Each line from the one that contains "Practice. Locate the brick" to the end of the material must be quoted exactly; include both end lines and nothing else.

================

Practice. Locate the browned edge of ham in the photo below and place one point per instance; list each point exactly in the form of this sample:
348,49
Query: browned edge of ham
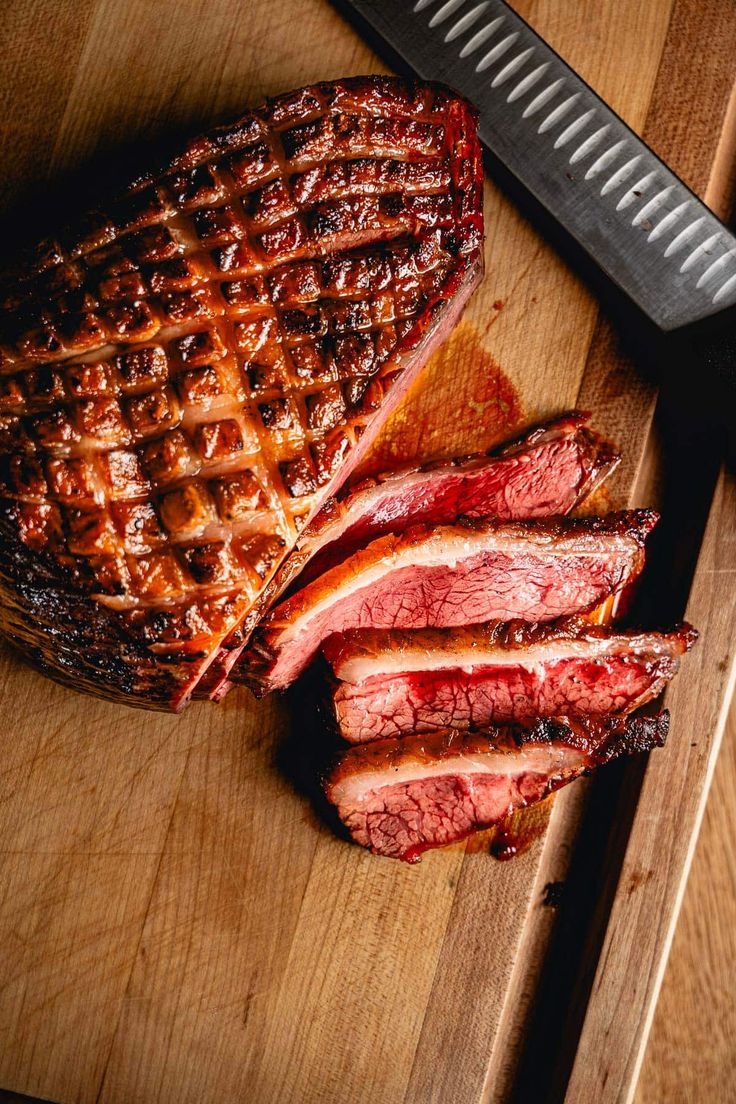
191,370
547,470
403,797
441,576
395,683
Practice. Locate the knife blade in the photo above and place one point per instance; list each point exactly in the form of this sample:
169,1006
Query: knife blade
638,221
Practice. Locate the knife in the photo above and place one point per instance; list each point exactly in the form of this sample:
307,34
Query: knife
651,235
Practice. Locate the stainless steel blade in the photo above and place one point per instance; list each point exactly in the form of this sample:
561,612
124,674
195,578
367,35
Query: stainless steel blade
639,222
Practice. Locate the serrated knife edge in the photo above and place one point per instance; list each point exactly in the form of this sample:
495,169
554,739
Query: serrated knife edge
644,227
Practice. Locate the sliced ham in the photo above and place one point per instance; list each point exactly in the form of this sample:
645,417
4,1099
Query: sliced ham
547,470
402,797
402,682
475,571
189,373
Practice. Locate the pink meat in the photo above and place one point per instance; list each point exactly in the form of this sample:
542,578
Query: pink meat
546,471
487,673
471,572
402,797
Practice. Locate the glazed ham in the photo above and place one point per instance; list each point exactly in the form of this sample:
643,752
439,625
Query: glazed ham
475,571
548,470
402,797
185,378
400,683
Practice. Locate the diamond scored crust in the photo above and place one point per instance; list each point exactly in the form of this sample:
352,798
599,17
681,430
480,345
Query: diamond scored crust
189,375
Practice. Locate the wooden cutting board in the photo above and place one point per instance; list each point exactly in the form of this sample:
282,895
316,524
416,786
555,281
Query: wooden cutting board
176,923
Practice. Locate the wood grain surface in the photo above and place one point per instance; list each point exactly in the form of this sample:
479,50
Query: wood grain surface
176,922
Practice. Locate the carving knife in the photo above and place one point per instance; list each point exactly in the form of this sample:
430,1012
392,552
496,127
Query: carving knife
654,239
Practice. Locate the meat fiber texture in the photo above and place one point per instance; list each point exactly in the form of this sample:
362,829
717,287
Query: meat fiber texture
189,374
547,470
444,576
403,797
401,683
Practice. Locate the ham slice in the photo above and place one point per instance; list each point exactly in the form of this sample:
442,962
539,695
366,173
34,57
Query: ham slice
547,470
185,377
475,571
400,683
402,797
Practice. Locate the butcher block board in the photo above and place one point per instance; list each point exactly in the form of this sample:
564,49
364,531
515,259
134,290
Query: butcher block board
177,924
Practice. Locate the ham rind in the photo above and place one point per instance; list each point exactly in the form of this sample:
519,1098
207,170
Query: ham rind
402,683
548,470
403,797
185,377
462,574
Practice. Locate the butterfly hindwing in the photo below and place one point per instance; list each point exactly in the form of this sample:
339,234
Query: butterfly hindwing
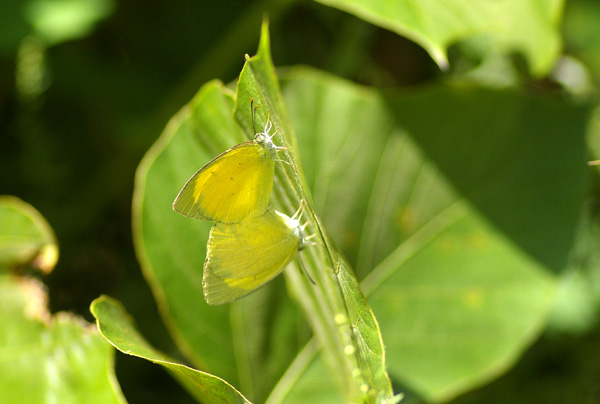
242,257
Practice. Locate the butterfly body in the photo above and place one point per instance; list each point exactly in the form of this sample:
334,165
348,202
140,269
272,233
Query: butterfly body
242,257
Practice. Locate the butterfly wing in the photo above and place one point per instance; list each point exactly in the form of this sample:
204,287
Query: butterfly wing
234,185
242,257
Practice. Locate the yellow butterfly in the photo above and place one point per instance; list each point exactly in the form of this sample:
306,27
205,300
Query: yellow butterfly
234,185
242,257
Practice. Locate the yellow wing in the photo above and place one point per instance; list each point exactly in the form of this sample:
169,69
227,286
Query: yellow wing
234,185
242,257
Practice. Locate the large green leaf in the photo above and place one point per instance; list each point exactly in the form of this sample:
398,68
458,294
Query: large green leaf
117,327
249,342
25,236
44,358
437,24
458,205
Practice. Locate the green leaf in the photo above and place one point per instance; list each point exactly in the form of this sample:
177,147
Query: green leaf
116,326
236,341
436,25
339,314
46,358
458,206
25,236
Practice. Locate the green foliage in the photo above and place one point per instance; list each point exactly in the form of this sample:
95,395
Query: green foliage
455,221
45,358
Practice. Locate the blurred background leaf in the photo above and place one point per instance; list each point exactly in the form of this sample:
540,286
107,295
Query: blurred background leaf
45,357
25,237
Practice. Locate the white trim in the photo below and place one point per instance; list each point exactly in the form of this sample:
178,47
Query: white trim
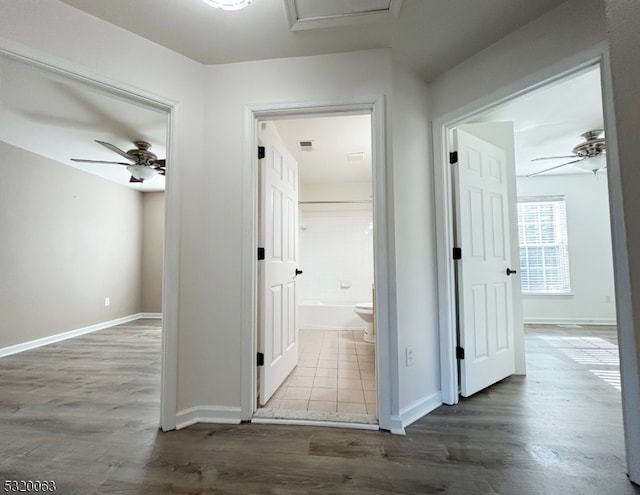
151,316
570,321
397,427
383,243
59,337
416,410
309,422
169,366
207,414
443,197
343,20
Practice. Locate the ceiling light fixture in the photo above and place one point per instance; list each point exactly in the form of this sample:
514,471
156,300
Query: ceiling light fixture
141,172
228,4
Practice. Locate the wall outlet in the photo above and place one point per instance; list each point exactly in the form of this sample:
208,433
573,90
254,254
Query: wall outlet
409,356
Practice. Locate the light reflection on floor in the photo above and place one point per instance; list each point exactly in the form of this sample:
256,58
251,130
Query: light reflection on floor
600,355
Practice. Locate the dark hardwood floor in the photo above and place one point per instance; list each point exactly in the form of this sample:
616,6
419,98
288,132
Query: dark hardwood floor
84,413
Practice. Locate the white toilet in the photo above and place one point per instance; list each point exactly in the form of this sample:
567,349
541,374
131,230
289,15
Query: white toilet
365,312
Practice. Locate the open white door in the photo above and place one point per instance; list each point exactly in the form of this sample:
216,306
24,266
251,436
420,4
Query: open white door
483,233
277,318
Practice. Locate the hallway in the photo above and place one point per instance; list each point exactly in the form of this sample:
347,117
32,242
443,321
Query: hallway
83,413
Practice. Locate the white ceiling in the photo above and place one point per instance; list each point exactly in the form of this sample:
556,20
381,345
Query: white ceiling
429,35
549,121
333,139
59,118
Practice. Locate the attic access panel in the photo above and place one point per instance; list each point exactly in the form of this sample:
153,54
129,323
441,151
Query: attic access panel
312,14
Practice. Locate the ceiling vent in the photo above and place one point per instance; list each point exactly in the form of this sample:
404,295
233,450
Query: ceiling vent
355,157
305,145
314,14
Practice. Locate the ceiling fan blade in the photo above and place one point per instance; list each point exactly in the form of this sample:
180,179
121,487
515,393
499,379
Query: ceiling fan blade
115,149
553,157
553,168
97,161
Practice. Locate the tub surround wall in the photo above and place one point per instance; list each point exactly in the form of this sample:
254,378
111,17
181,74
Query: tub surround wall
336,244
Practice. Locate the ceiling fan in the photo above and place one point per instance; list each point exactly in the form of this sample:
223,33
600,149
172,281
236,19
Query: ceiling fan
589,155
142,165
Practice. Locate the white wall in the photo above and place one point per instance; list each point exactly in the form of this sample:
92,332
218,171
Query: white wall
69,240
64,36
624,37
153,219
592,298
414,232
555,37
336,244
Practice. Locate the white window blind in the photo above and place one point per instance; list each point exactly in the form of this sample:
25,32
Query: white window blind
544,253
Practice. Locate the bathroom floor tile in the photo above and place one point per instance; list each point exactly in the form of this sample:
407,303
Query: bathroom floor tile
370,396
348,365
347,357
304,371
297,393
322,406
368,384
300,381
349,373
294,404
326,394
335,372
350,395
350,383
327,372
327,363
352,408
325,381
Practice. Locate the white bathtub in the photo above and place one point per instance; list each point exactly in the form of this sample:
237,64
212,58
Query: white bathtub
321,315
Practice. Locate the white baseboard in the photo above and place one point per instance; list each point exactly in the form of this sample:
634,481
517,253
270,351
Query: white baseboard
414,412
150,316
207,414
307,422
569,321
33,344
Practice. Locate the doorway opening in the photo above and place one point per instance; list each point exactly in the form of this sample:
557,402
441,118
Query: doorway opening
89,278
562,260
332,374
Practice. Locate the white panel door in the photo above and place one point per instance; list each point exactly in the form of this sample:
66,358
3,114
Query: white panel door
277,320
485,306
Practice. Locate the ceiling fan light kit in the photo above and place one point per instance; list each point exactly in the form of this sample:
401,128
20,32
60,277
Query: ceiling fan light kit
144,164
589,155
228,4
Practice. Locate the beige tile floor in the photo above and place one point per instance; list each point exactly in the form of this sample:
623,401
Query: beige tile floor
335,373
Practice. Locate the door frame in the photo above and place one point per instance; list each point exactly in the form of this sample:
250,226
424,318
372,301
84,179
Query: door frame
444,202
254,114
171,265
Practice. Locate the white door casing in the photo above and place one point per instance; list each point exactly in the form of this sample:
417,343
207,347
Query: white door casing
483,232
278,234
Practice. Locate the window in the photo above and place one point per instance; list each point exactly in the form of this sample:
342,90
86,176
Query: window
544,254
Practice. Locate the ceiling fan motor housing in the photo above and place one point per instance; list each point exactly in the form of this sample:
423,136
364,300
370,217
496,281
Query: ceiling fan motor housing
141,154
593,145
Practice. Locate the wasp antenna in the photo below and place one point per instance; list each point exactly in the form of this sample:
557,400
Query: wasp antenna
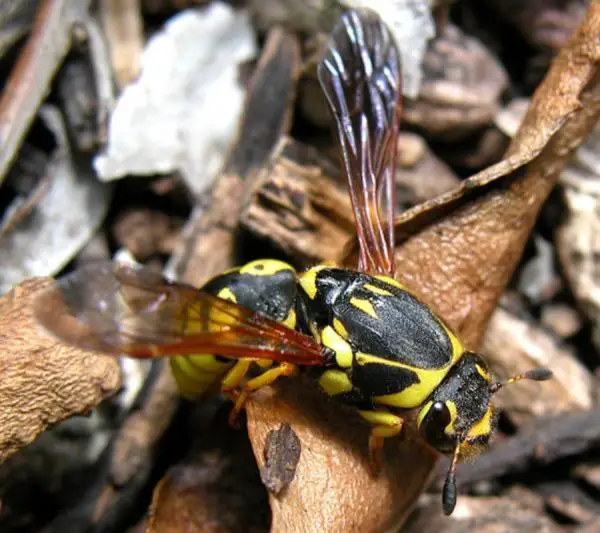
537,374
449,490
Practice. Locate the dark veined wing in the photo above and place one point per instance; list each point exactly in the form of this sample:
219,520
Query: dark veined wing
133,310
360,75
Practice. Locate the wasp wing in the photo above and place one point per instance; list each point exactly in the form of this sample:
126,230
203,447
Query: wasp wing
360,75
133,310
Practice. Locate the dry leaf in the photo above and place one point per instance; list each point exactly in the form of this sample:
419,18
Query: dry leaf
42,381
457,252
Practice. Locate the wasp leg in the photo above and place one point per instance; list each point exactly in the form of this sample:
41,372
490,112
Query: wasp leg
236,375
385,425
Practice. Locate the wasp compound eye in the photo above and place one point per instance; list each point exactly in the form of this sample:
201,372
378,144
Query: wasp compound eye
433,427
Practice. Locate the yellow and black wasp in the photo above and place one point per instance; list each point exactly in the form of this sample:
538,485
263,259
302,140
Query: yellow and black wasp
369,341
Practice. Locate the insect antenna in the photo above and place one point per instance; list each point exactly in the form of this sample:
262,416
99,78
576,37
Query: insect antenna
449,490
537,374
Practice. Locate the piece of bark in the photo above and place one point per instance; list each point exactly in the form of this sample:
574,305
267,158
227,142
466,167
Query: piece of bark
208,243
461,89
43,381
124,29
513,346
31,76
297,207
301,206
145,232
545,25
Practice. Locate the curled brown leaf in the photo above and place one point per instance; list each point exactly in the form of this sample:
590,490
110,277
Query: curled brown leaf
42,381
457,252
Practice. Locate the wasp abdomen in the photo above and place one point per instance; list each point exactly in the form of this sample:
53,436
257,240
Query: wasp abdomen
265,286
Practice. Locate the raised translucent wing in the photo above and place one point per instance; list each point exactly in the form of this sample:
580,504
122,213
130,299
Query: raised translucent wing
360,75
133,310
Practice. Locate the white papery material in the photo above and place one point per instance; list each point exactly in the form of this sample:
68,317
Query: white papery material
183,112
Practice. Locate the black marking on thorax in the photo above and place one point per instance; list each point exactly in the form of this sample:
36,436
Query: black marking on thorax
404,329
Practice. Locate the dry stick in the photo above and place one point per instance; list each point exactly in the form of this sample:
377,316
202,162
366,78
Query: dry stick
267,117
49,42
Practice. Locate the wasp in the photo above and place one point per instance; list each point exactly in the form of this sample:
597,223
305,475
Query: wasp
366,339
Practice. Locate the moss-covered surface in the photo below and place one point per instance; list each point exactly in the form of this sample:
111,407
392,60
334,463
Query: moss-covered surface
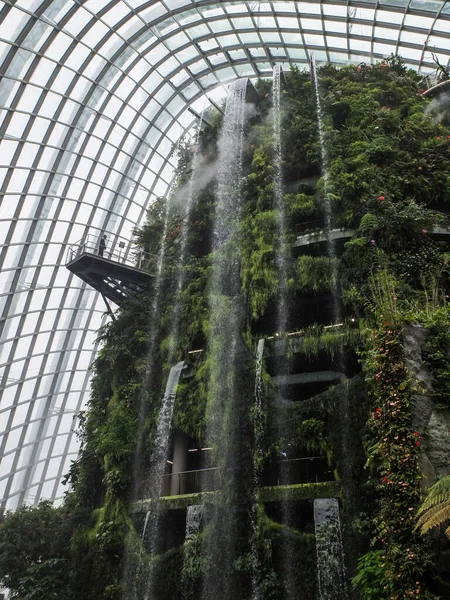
388,182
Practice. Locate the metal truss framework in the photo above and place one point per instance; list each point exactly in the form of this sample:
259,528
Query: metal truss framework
94,94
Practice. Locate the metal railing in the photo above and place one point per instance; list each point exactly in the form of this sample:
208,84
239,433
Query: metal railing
314,469
115,248
309,226
190,482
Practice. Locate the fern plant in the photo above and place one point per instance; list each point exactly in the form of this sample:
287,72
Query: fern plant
435,509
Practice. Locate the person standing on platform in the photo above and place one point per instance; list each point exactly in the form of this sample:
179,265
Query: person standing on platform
102,245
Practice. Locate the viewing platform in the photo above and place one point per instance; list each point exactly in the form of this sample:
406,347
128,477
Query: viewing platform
438,89
293,479
342,235
112,269
321,236
281,493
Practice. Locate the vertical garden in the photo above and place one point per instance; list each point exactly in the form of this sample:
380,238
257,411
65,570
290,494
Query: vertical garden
347,397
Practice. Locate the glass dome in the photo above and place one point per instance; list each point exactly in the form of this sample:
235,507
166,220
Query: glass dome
94,95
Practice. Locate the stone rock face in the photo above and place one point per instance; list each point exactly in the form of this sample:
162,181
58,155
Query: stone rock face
431,422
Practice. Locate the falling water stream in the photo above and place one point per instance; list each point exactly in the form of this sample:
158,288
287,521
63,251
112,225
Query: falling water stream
185,231
194,517
259,430
281,249
225,345
158,463
328,209
330,551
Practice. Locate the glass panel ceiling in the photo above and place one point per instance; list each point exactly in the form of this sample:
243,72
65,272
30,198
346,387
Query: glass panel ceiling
93,95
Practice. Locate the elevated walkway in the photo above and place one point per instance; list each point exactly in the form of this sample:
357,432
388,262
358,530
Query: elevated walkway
115,272
279,493
342,235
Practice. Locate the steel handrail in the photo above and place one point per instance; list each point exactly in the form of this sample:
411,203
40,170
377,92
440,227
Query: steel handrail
118,250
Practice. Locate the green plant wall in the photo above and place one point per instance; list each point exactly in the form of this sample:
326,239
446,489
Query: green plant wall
388,181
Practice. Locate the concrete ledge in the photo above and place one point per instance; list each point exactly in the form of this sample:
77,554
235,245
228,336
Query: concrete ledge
321,236
300,491
279,493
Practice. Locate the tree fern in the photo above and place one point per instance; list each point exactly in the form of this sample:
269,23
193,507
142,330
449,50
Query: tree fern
435,509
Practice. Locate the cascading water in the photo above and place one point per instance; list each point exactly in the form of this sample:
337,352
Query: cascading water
194,517
281,249
226,348
185,231
138,475
144,529
291,590
330,552
259,430
340,360
328,211
158,463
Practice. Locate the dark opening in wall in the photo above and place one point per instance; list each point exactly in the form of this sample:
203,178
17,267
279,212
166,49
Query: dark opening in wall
297,514
295,468
305,391
172,528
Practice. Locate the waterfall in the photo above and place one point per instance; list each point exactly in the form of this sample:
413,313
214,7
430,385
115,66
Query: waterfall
138,475
259,429
328,209
194,517
185,231
281,250
158,465
225,347
144,529
330,552
159,457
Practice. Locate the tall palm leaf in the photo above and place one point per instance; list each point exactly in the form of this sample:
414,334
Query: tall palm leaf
435,509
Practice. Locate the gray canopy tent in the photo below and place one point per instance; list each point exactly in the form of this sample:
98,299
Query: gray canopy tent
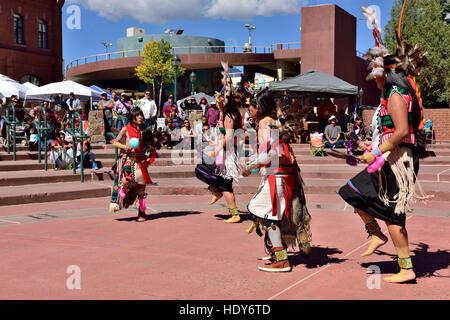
314,83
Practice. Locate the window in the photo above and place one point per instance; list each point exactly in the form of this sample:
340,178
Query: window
18,29
32,79
43,34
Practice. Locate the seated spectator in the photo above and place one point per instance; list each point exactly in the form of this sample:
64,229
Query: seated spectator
358,130
191,104
107,105
204,105
312,116
212,115
332,134
170,108
174,134
88,156
343,120
122,107
325,109
199,126
61,153
33,140
187,134
176,120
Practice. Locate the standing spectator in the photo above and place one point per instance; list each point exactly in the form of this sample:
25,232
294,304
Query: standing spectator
122,107
73,103
149,108
325,109
107,106
332,134
114,96
212,115
88,156
61,154
343,120
199,125
176,120
204,105
52,119
187,134
33,140
358,130
61,107
2,126
170,108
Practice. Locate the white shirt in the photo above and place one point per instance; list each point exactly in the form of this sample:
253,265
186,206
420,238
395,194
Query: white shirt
375,131
148,107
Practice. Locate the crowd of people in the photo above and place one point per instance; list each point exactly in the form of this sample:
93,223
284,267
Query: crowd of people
336,125
57,113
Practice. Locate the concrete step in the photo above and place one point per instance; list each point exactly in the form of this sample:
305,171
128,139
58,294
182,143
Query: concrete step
28,177
70,190
427,173
51,192
109,153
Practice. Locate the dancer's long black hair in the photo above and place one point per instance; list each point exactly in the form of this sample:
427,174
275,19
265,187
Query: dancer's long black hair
232,108
133,115
398,77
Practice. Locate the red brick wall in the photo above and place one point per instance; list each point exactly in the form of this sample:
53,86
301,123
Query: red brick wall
17,61
440,118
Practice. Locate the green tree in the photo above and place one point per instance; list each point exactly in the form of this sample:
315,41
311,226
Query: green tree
423,23
156,67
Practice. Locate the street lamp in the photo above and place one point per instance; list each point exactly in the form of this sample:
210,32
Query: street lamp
250,28
193,78
175,63
106,44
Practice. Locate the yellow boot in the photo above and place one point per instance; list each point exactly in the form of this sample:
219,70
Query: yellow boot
406,274
216,194
234,216
377,237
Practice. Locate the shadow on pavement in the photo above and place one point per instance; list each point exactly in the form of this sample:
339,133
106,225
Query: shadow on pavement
159,215
426,263
318,258
245,216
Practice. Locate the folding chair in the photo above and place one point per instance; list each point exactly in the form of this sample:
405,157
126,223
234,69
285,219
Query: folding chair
316,146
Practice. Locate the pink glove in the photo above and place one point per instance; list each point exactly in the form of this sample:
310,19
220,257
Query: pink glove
374,166
142,206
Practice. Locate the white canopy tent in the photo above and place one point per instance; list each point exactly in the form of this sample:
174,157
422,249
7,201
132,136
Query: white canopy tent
64,87
29,85
9,87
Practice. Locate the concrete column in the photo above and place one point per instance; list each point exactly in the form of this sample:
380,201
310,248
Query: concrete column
249,74
281,69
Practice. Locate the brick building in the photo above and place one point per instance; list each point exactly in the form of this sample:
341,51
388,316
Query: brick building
31,40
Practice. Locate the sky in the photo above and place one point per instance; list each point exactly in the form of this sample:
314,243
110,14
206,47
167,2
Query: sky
276,21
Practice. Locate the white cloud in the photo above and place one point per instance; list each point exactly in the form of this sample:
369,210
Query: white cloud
246,9
161,11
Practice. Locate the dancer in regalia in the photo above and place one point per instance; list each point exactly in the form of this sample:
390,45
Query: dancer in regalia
279,205
138,151
220,168
382,191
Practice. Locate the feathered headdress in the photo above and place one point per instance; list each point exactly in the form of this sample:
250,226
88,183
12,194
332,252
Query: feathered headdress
408,58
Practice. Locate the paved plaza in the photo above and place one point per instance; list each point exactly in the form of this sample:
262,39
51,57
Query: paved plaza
185,250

================

■ **THE ANSWER**:
Practice. Locate the brick building in the photo above and place one point per instance; list each point exactly in the form of this sample:
341,51
388,316
Query: brick building
31,40
Practice. Locate the sky in the photo above and place one point per instance; list each point exactly in the form of this sample:
314,243
110,14
206,47
167,2
Query: sky
276,21
Practice. Locate the white cloud in the photo above and place one point per instance; list each point exactly in the form of this sample:
369,210
Query: white cloud
246,9
161,11
Practice. Locate the dancer in regalia in the photo above and place one point per instance; list each point exactly in the form of this sample:
390,45
Query: dancer in regalia
279,205
138,151
220,168
382,191
Practice. Locate the feathered headdress in the photo above and place one point per instance; list each point exactly in the form of this sample:
250,226
88,183
12,194
332,252
Query: feathered headdress
408,58
Practice. Locate the paved plaza in the photo above and place one point per instance; list each point exactly in the form of this sample:
262,39
51,57
Query: paved plaza
185,250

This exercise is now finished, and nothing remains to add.